▶ **SOURCE PASSAGE**:
Today’s gospel reading is a familiar one. Jesus goes to the synagogue and reads and comments on a passage from Third Isaiah, which was authored by an anonymous prophet continuing the tradition and themes of the prophet Isaiah. The people hearing the prophet’s words were either just returning from exile in Babylon or had remained and suffered through occupation. The people of Judah and Israel were almost always being occupied and persecuted by some foreign power who didn’t understand or respect their laws or customs or even their God. It must have been so difficult for them to keep hoping for a better day. This speech in Isaiah, then, serves as encouragement that the people need to hear. The prophet says to them, “All of you who are in mourning now will be given a garland instead of ashes, and a mantle of praise instead of a faint spirit.” You will rise up from these ruined cities, repair the devastation, and restore your community for yourselves and for future generations.
“The Year of God’s favor,” you might remember, refers to the Jubilee mentioned in Leviticus, which says that every fifty years, all slaves would be freed and all debts forgiven. There is no evidence that the Jubilee was ever put into practice. (People have always been selfish.) But it was a model for a spiritual, social and economic restructuring of society that was in line with what Yahweh wanted for them. This good news, then, was a reassurance that if the people worked together, treated one another fairly, and refused to exploit the poor and vulnerable, Israel would be restored.
We know that the Biblical prophets were not loved by everyone, especially the top one percent. Speaking on behalf of the poor and marginalized and calling for the wealthy to use their privilege to help others does not make one popular with those who are comfortable with the way things are. To them, prophets were trouble makers. So when Jesus walked into the synagogue that day in Nazareth, where he grew up, and where he had likely gone daily to study the Torah, he was in good and bad company, depending on where you stood on the socio-economic ladder, because he, too, wanted to move people beyond their own concerns to the concerns of the society in which they lived.

▶ **WHAT THIS EXERCISE ASKS**:
1. Return the part of the sermon on Jesus in the synagogue starting with "We know that" and going on through "which they lived.", with the wording unchanged.
2. Write the next part of the sermon on Jesus in the synagogue at Nazareth, picking up after its last sentence.
The records that follow are not needed for what is asked here.

▶ **INFORMATION PROVIDED**:
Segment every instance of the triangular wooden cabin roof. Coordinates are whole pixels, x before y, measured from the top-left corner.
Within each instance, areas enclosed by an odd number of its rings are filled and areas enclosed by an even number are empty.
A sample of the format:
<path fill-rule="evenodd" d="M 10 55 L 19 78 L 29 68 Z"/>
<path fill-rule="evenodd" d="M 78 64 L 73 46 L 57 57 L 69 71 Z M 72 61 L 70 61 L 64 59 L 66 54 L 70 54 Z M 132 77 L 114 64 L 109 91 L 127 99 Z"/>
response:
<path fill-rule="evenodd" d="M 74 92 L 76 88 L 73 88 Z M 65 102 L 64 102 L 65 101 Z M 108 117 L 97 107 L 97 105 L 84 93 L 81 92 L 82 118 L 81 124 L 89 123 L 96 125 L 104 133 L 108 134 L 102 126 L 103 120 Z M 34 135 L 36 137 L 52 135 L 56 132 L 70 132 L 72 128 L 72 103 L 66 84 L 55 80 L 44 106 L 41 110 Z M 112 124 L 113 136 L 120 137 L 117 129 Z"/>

▶ **ANSWERS BY ITEM**:
1.
We know that the Biblical prophets were not loved by everyone, especially the top one percent. Speaking on behalf of the poor and marginalized and calling for the wealthy to use their privilege to help others does not make one popular with those who are comfortable with the way things are. To them, prophets were trouble makers. So when Jesus walked into the synagogue that day in Nazareth, where he grew up, and where he had likely gone daily to study the Torah, he was in good and bad company, depending on where you stood on the socio-economic ladder, because he, too, wanted to move people beyond their own concerns to the concerns of the society in which they lived.

2.
The custom in the synagogue on the Sabbath was to read through the scriptures. The text doesn’t say that Jesus asked for this particular scroll of Isaiah to read from; he just asked for a scroll, and this was probably where they happened to be in the readings. I don’t think he went there with the purpose of shocking the audience, although some were shocked, but to give some remarks, a short sermon, on whatever the reading was for that day.
Professor and author David Leong says, “Jesus inhabits Israel’s sacred texts and with intricate and sweeping connections, harnesses the prophetic message of Isaiah 61. And he weaves a new thread into the story that connects seamlessly to the original fabric that has been there all along.”
What Jesus adds to the Isaiah text is this: “Today this scripture is fulfilled in your hearing.” One of Jesus’ primary messages in the gospels was that the realm of God is here, not out there somewhere. So, I think, he is telling the people, “We can’t wait any longer for Isaiah’s words to become reality.” Yes, we are once again occupied. Yes, we have suffered defeat. But it is time to do what we can to realize that vision of beloved community of social and economic justice for all people. He added a sense of urgency and action to the situation. And he shared that urgency and action with everyone he came into contact with. He said to them, “The time is now.” You all must be the agents of change in your world. You must break down walls that divide us from each other, embrace the stranger, and eat and drink and spend time with everyone, especially the lonely and excluded. You must dismantle structures that favor the rich to the detriment of the poor. And really love your neighbors as yourselves, and show it by the way you treat them.
Of course, Jesus’s message is for us too. We have to stop waiting for the world to change and go change it. To take a closer look at injustice in our society. It is everywhere, and there is an attitude among many of our leaders that that’s just the way things are. The lack of compassion by the one percent for the rest of the population was made so clear this week when Commerce Secretary Wilbur Ross, when asked about the federal workers who were furloughed for 35 days before getting a 3-week reprieve on Friday, having to use to food banks, responded with this: “Put it in perspective, you’re talking about 800,000 workers, and while I feel sorry for the individuals, even if they never got their pay. . . you’re talking about a third of a percent of our GDP. So it’s not like it’s a gigantic number overall.” I just want to get in his face and say “Shame on you for reducing human beings to a percentage of the GDP.” I think he needs some of that sight to the blind that Jesus talked about.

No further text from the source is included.